WORK TO COMPLETE:
• a. Sum up the patent excerpt in two sentences.
• b. Copy the patent excerpt word for word, starting at "The present invention is" and ending at "of interconnected nodes.".
#### EXCERPTED TEXT
US20030014516A1

US20030014516A1 - Recovery support for reliable messaging

Info

Publication number: US20030014516A1
Application number: US09/905,308
Authority: US
Inventors: Robert Blackmore; Amy Chen; Kevin Gildea; Rama Govindaraju; Anand Hudli; Radha Kandadai; Chulho Kim; Richard Rosenthal; Gautam Shah
Original assignee: International Business Machines Corp
Current assignee: International Business Machines Corp
Priority date: 2001-07-13
Filing date: 2001-07-13
Publication date: 2003-01-16

Abstract

Interconnected data processing nodes can from time to time experience temporary failures or losses of communication links between system nodes. In systems which have a mechanism for determining whether the data processing nodes are operative or not, by providing an epoch number for use as an instance identifier and by providing a mechanism for controlling the generation and propagation of the epoch number, such systems are able to resume their respective tasks when failed nodes or communication links are restored.

Description

BACKGROUND OF THE INVENTION

The present invention is generally directed to methods and systems for providing reliable communication in a network of interconnected data processing nodes. More particularly, the present invention employs an identifier associated with the detection of a node failure to establish a time and status basis, both for terminating and for resuming communications. Even more particularly, the present invention provides a concise software mechanism and interface which permits this implementation within a set of interconnected nodes.

Typical message passing protocols assume that nodes or communication links do not fail. This is the case even when the protocols are reliable and deal with transient network failures, as distinguished from failures of the nodes or the communication links themselves. Thus, the behavior of typical message passing protocols is not well defined in the presence of node or communication link failures. Some communication protocols run in “user space,” and as typically implemented, are not “connection based,” but rather handle node failures by terminating the entire “job.” That is, in response to a node or communication link failure, the entire set of communicating processes is terminated. However, this is not a very desirable solution, especially if the set of communicating processes is in the kernel of the operating system, for instance, in a distributed I/O subsystem, since in such cases other processes could be affected. In such cases it is highly desirable to have workable mechanisms embedded in the communication protocols so as to properly handle node failures.

In addition to dealing with node or communication link failures, proposed solutions should offer the advantage of providing users with control over detection of node failure. In existing solutions to the problem of node or communication link failure, the lack of packet delivery is often assumed by the user to be caused by node or communication link failure thus eventually resulting in a connection time-out. There should therefore be a mechanism to provide the user with the ability to deal with the potentially large network delays engendered by connection time-outs so as to thus result in faster response times even in the face of node or communication link failure. Such mechanisms would therefore avoid the problem of waiting for the communication protocol to time-out.

When a failed node recovers it also should have the ability to renew communications with other the other nodes in the network. In order to do so, it must be “authenticated” so that message packets going to and/or from the node before node or communication link failure are distinguishable from packets going to and/or from the node after its failure. This is typically known to those skilled in the art as the “trickle traffic problem.”
########
#### PROVIDED RECORDS
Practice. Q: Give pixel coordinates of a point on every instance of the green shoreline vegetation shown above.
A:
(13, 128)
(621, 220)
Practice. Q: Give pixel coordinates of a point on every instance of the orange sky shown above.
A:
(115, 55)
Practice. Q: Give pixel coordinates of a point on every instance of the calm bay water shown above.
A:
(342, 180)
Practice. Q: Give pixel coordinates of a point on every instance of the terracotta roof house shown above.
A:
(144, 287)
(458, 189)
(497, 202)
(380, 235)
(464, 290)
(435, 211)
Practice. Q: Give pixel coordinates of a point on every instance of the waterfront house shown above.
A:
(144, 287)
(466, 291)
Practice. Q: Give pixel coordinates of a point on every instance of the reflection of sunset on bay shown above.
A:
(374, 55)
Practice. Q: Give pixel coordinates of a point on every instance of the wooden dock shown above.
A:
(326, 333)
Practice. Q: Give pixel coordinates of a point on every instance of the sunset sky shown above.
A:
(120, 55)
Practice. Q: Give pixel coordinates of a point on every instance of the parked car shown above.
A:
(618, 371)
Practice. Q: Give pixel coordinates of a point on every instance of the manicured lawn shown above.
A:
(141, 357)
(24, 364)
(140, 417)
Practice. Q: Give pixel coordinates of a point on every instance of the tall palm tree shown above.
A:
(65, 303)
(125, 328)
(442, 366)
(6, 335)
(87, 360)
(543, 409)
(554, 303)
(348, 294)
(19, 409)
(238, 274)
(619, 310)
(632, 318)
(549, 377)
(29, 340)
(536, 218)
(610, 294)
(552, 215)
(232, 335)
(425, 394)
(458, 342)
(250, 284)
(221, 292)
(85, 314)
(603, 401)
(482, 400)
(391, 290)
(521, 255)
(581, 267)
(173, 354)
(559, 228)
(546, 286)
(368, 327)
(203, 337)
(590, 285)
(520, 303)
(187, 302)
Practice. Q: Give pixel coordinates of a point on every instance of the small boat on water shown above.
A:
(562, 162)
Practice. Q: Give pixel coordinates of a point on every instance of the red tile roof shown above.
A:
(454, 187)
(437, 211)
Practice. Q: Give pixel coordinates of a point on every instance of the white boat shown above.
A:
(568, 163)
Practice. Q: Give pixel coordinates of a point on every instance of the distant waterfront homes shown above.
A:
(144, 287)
########
ANSWERS BY TASK:
• a. The patent excerpt describes a way for interconnected data processing nodes to resume their tasks after failed nodes or communication links are restored, using an epoch number as an instance identifier along with a mechanism for controlling how that number is generated and propagated. It explains that typical message passing protocols assume nodes and links do not fail, and that a recovered node must be authenticated so packets from before its failure can be distinguished from packets after it.

• b.
The present invention is generally directed to methods and systems for providing reliable communication in a network of interconnected data processing nodes. More particularly, the present invention employs an identifier associated with the detection of a node failure to establish a time and status basis, both for terminating and for resuming communications. Even more particularly, the present invention provides a concise software mechanism and interface which permits this implementation within a set of interconnected nodes.